■ FRAGMENTO DE PÁGINA ■
>>>
Reforma de la Iglesia: la conversión



La reforma universal de la Iglesia estuvo en el corazón de los Santos que la iniciaron en sí mismos, bajo el ejemplo de los Apóstoles: es esto lo que contra distingue la verdadera reforma de la Iglesia.

La misión de la Iglesia en el mundo es dar gloria a Dios y salvar al hombre, de otro modo no podría corresponder a la vocación de espejo del “Lumen Gentium” que es Jesucristo. Entonces, solo de Él viene el auxilio para renovar las costumbres de los hombres de la Iglesia, cosa urgente para toda generación. Los eclesiásticos en particular, son puestos como candelas en el candelabro para atraer a cuantos necesitan conversión. Estar puestos en el candelabro, según el Apocalipsis, significa ser espejo de cada virtud y más aún antorcha de la fe, y así Cristo puede ejercitar su encanto para salvar al hombre. Este es el primer fundamental criterio de reforma: atraer dulcemente sin obligar, concientes que los fieles en general siguen a los eclesiásticos dócilmente, también cuando lamentablemente reciben enseñanzas y ejemplos malos que no saben discernir rápidame! nte. Y esto es el escándalo de los fieles o, como dice Pedro, lleva desorden a la familia del Señor. Si en cambio las cabezas son humildes y obedientes, se podrá exigir lo mismo de los miembros del cuerpo eclesial.

Un segundo criterio para una seria reforma es el atento diagnóstico de los males que desgastan a la Iglesia, o de las “llagas” como las llamaba Antonio Rosmini, para poder prescribir para cada uno de ellos el remedio correspondiente. Los han señalado varias veces en nuestros tiempos Juan Pablo II y ahora también el Papa Benedicto XVI. Al inicio de “Informe sobre la fe” de Joseph Ratzinger, entonces Cardenal, tenemos una óptima diagnosis y al mismo tiempo la terapia para una renovación contemporánea “in capite et in membris”, comenzando por quien está arriba, de modo que el ejemplo involucre a los miembros. Desde el Papa a los Cardenales, de los Patriarcas a los Arzobispos, de los Obispos a los Párrocos, todos han recibido tal encargo para cuidar del rebaño del Señor y no para apacentarse a sí mismos. Si se reflexiona sobre la etimología griega y latina de l! os títulos, se nota que todos se refieren en la raíz un ser cabeza para los otros “pater” para Papa, “cardo” para Cardenal, “archè” para Patriarca y Arzobispo, “super” para Obispo y Párroco: este ser cabeza, en realidad debe semejarse al Pastor supremo de nuestras almas, como dice san Pedro, que es el Señor. Ahora, ¿se da gloria a Dios y se edifica a los fieles si al principio de nuestro ministerio ponemos la afirmación de nosotros mismos en vez que la gloria de Dios? ¿Se da gloria a Dios y se edifica a los fieles si cuando hemos alcanzado el límite de edad para realizar todo aquello que debíamos hacer, continuamos ocupándole lugar al que habíamos sido llamados? ¿Se da gloria a Dios y se edifica a los hermanos si en vez de predicar el nombre de Jesús según el oficio sacerdotal que hemos asumido, nos inmiscuimos en los asuntos terrenos, económicos, sociales y políticos? Gregorio Magno estaba triste por este modo de vivir de los pastores y para hacer eficaz el llamado a la reforma, llegaba a incluirse a sí mismo: “Nosotros abandonamos el ministerio de la predicación y somos llamados obispos, pero tal vez para nuestra condena, dado que poseemos el título honorífico y no las cualidades… ¿Pero como será posible que nosotros enmendemos la vida de los otros si descuidamos la nuestra?”.
<<<
■ Entradas extraídas de una colección ■
>>>
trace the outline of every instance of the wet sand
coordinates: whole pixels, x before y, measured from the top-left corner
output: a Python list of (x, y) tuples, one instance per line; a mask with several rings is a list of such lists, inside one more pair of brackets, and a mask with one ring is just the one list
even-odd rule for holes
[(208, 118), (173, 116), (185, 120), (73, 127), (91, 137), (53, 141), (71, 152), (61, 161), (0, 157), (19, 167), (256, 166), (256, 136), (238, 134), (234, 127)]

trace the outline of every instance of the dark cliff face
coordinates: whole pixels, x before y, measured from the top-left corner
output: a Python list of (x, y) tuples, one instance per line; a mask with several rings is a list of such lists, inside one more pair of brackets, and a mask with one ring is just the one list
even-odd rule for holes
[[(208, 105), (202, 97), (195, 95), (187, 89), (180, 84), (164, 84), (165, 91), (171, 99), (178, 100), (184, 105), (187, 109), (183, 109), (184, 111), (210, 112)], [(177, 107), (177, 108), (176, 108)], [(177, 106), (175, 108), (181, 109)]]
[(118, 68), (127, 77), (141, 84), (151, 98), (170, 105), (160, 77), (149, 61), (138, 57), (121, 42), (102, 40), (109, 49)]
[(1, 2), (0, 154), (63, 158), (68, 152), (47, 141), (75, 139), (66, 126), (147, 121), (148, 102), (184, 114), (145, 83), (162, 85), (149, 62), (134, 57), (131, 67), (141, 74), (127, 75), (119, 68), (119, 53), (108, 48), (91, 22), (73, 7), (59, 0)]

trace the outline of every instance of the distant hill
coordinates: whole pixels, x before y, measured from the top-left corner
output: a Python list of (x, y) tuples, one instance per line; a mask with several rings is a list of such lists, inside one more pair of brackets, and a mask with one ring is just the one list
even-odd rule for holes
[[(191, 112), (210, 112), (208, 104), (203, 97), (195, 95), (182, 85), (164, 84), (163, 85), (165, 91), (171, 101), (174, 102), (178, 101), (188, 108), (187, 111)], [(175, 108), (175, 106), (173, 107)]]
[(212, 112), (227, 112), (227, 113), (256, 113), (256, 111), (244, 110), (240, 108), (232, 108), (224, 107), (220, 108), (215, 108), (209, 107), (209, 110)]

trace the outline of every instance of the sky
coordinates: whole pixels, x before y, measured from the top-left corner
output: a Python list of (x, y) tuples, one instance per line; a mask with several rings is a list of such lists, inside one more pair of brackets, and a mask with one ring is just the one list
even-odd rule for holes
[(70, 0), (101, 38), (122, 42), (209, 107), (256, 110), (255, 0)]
<<<
■ CONSIGNAS DEL EJERCICIO ■
**A.** Edite el fragmento sobre la reforma de la Iglesia: transcriba el pasaje comprendido entre "Reforma de la Iglesia: la" y "de la Iglesia.", ambos incluidos, y cambie "Santos" por "Padres".
**B.** Indique si cada afirmación concuerda con el fragmento sobre la reforma de la Iglesia. Responda sí o no y cite las palabras del fragmento que lo deciden.
(i) La misión de la Iglesia en el mundo es dar gloria a Dios y salvar al hombre.
(ii) Antonio Rosmini llamaba "llagas" a los males que desgastan a la Iglesia.
(iii) "Informe sobre la fe" es obra de Juan Pablo II.
**C.** Conteste estas preguntas a partir del fragmento sobre la reforma de la Iglesia:
(i) ¿En qué consiste el primer criterio fundamental de reforma?
(ii) ¿Qué palabra se relaciona con el título de Cardenal?
(iii) ¿Quién estaba triste por el modo de vivir de los pastores?

■ RESULTADOS POR CONSIGNA ■
**A.**
Reforma de la Iglesia: la conversión



La reforma universal de la Iglesia estuvo en el corazón de los Padres que la iniciaron en sí mismos, bajo el ejemplo de los Apóstoles: es esto lo que contra distingue la verdadera reforma de la Iglesia.

**B.**
(i) Sí: "La misión de la Iglesia en el mundo es dar gloria a Dios y salvar al hombre".
(ii) Sí: "o de las “llagas” como las llamaba Antonio Rosmini".
(iii) No: "Al inicio de “Informe sobre la fe” de Joseph Ratzinger, entonces Cardenal".

**C.**
(i) En atraer dulcemente sin obligar.
(ii) "cardo".
(iii) Gregorio Magno.